■ EXTRAIT DU TEXTE:

=======

Libération, 17 juin 2004, par Natalie Levisalles
Principe allemand
Amours et désamours entre Goldschmidt et sa langue maternelle.
Dans une lettre à son ami Oskar Pollak, Kafka disait qu’un livre devait être « la hache pour briser la mer gelée en nous ». Le livre qui a brisé la mer gelée de Georges-Arthur Goldschmidt, c’est justement Le Procès de Kafka. La première phrase du roman (« Quelqu’un avait dû calomnier Joseph K. car sans avoir rien fait de mal il fut arrêté un beau matin ») fut pour lui comme « un coup de boutoir en pleine poitrine… d’emblée je sus que j’avais enfin trouvé mon livre ». Il lui avait d’abord fallu retrouver sa langue.
Goldschmidt est écrivain et traducteur, entre autres de Peter Handke et de Franz Kafka. Il est né en 1928 à Reinbek, près de Hambourg, dans une famille de la bourgeoisie juive, convertie au protestantisme. Dans d’autres livres, il a raconté son enfance allemande, la perte de ses parents, la nouvelle vie en France. Cette fois, il retrace « comment certains livres deviennent la matière vive du lecteur pour le reste de la vie », mais aussi comment, « expulsé » de sa langue maternelle, il l’a oubliée. Et comment, l’ayant oubliée, il a pu la récupérer précisément parce qu’il a appartenu entièrement au français pendant quelques années. Quand, réfugié en France, il entendait la radio, il trouvait que l’allemand « s’était mis à sonner abrupt, cru et dur… Je n’y reconnaissais pas ma langue maternelle, si secrète et mélodieuse quand ma mère chantait ou me lisait le soir un conte de Grimm ou de Corlshorn ». « Expulsé » donc de sa langue, lycéen perdu dans son internat de Savoie, il découvre la littérature française dans Les Maximes de La Rochefoucauld et sent une langue « vive, rapide, nette », qui fait « dans le corps un étrange effet acéré et presque gai ». Il se dit que le français est devenu sa « langue maternelle. Mais avais-je vraiment le droit de m’y complaire, de m’y “faufiler”, c’est peut-être ce qu’on aurait pu ne pas manquer de me dire et qu’on ne m’a jamais dit ». Le français l’a adopté, sans lui demander de comptes. Et, grâce à ça, il peut retrouver l’accès à la langue qui est restée en lui, « préservée, aimée, prête à l’emploi. […] Sous la langue d’accueil, l’autre langue donc continuait à vivre, cette langue qu’on avait dans le corps et au travers de laquelle s’étaient mises en place les impressions premières : le chant du coucou, […] la voix des parents ».

=======

■ ITEMS FOURNIS:
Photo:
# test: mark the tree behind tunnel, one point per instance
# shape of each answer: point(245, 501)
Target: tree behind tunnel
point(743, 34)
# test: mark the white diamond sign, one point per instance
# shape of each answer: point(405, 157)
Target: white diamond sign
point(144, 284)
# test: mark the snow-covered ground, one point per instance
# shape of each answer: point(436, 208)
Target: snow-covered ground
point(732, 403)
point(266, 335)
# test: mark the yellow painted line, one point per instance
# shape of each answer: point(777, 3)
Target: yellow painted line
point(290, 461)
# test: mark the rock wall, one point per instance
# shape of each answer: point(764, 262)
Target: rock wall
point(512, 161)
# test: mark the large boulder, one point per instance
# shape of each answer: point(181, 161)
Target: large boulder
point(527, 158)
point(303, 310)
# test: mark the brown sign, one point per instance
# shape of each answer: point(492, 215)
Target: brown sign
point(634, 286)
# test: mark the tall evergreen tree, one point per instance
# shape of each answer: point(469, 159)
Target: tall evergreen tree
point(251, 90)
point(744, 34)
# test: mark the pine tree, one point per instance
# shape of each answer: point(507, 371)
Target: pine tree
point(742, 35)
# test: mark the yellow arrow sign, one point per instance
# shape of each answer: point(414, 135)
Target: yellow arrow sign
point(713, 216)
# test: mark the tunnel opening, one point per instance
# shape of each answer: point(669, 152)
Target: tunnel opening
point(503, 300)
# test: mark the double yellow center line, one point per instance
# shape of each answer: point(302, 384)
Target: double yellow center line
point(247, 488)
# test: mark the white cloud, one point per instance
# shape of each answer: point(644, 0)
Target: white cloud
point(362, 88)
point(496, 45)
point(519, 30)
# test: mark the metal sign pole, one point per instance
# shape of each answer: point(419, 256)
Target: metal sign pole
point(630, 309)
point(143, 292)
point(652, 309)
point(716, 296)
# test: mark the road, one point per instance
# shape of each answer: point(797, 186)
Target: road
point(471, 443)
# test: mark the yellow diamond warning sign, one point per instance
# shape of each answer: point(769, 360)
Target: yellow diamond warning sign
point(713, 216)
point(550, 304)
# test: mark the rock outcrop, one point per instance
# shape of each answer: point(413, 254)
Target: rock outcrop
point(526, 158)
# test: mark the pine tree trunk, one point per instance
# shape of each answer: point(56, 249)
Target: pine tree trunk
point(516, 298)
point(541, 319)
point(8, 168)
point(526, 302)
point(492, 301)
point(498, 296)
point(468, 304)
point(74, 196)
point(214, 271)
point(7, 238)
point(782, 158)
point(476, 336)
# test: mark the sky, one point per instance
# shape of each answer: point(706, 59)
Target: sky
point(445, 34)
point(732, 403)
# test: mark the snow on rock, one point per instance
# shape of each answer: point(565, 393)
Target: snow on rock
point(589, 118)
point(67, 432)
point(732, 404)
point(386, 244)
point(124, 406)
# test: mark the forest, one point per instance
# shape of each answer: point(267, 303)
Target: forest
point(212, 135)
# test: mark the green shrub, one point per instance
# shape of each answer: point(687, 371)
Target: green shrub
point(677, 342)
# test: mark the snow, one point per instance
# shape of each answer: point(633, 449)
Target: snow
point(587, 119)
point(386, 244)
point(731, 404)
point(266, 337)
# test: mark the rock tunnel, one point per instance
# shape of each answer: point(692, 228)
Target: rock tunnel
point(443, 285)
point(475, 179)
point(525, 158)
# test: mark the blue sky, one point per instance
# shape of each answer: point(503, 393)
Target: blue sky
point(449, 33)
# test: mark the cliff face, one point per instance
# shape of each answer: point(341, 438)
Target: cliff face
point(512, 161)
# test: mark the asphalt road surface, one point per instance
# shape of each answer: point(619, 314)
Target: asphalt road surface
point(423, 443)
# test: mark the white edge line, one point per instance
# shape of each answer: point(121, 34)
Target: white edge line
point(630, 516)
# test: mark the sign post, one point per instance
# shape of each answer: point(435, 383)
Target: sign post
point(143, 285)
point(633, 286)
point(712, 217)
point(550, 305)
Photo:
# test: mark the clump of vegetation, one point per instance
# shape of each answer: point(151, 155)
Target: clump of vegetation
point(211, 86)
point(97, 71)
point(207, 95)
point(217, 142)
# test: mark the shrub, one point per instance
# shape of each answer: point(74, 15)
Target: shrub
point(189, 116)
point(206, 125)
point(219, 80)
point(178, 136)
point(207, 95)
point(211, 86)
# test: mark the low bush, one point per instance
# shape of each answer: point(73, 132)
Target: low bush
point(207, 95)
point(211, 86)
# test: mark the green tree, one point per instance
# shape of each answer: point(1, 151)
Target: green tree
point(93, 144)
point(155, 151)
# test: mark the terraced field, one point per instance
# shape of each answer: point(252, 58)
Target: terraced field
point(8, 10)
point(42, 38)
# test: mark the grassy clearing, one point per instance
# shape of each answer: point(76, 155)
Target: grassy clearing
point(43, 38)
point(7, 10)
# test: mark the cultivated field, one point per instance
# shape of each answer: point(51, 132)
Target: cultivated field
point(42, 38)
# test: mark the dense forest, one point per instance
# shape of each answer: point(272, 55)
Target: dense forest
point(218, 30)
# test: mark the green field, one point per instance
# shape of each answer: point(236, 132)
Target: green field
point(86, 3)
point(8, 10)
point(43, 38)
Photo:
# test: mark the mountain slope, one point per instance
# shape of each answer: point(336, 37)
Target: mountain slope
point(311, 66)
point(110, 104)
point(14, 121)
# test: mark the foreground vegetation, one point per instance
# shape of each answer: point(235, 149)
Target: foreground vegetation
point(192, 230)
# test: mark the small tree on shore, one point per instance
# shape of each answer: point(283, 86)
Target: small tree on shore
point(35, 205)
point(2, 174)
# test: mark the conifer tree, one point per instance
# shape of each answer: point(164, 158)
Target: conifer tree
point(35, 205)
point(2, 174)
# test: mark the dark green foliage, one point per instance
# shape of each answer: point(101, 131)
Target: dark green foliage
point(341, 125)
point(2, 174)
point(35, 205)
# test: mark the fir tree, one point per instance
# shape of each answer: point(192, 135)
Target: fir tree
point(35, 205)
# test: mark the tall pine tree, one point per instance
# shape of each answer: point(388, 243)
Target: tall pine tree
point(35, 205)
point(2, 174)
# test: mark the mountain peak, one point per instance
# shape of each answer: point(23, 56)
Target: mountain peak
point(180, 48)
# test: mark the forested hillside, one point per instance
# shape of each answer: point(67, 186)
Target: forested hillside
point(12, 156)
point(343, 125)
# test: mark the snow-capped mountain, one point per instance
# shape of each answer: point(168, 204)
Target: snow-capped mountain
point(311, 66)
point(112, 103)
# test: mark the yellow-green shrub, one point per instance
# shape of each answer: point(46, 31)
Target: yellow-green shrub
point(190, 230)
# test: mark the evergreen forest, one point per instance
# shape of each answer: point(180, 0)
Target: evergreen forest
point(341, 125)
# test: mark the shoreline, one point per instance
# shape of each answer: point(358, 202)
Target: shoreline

=======

■ CONSIGNE 1: Indiquez si chacune des affirmations suivantes concorde avec l'article sur Goldschmidt et sa langue maternelle, en répondant par oui ou par non et en citant les mots du texte qui tranchent : (a) Goldschmidt est né à Hambourg ; (b) il a découvert la littérature française dans Les Maximes de La Rochefoucauld ; (c) le livre qui a brisé sa mer gelée est Le Château de Kafka.
■ CONSIGNE 2: Rédigez la suite de l'article sur Goldschmidt et sa langue maternelle à partir de sa dernière phrase.

■ RÉSULTAT 1:
(a) Non : « Il est né en 1928 à Reinbek, près de Hambourg ».
(b) Oui : « il découvre la littérature française dans Les Maximes de La Rochefoucauld ».
(c) Non : « c’est justement Le Procès de Kafka ».

■ RÉSULTAT 2:
Cette langue qu’il a dans le corps et dans l’oreille, il en découvre la littérature, mais, dans la Sorbonne des années 50, « la langue quotidienne si belle, si imaginative, y était totalement inconnue. On n’y parlait jamais de Hans Fallada et Erich Kästner et de bien d’autres qui écrivaient un allemand émouvant, ouvert, amical… la langue qu’écrivent aujourd’hui Peter Handke ou Paul Nizon, qui d’ailleurs ne sont allemands ni l’un ni l’autre ». Et puis, quels rapports avec cette langue et cette littérature peut-on avoir quand on pense : « Me servir de cette langue qu’on avait utilisée pour organiser l’extermination, vouloir en somme profiter de facilités que j’avais en ce domaine, c’était, d’une manière ou d’une autre, participer au crime et ne pas être “du côté des victimes”. »
Le voilà donc, « typique nègre-blanc », juif protestant, coupable d’être juif et coupable d’être allemand, coupable d’être seul, de se masturber, de mal se conduire, d’en être puni et de trouver la punition voluptueuse. De l’enfance au Procès, la culpabilité est au centre de ce livre, et Goldschmidt en parle avec une extrême justesse, de même qu’il parle de l’enfance et de l’enfoui, de l’effarante solitude de l’adolescent qu’il a été.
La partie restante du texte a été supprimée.